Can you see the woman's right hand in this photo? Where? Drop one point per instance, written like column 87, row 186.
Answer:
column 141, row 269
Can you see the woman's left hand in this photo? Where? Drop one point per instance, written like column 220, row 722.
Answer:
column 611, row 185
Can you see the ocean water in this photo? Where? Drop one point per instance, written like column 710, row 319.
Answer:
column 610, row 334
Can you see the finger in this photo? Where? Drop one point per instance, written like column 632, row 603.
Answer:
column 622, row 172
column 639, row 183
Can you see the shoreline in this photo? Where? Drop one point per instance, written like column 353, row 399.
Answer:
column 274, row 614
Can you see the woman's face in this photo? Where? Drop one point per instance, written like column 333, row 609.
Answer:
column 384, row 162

▬▬▬

* _WHAT YOU SHOULD DO_
Copy out all of the material above word for word, keeping each line in the same order.

* _RESPONSE TO THE TASK_
Can you see the woman's right hand in this photo? Where? Drop one point per instance, written like column 87, row 186.
Answer:
column 141, row 269
Can you see the woman's left hand in this photo? Where? Drop one point per instance, written like column 220, row 722.
Answer:
column 611, row 185
Can you see the ocean water in this photo? Where? Drop one point per instance, written like column 710, row 319.
Answer:
column 610, row 334
Can you see the finger in this photo? Where? Drop one point per instance, written like column 632, row 603.
Answer:
column 622, row 172
column 639, row 183
Can you see the shoreline in this photo? Where? Drop one point per instance, written like column 353, row 399.
Answer:
column 274, row 614
Can you see the woman's face in this photo? Where? Drop one point per instance, written like column 333, row 609.
Answer:
column 384, row 162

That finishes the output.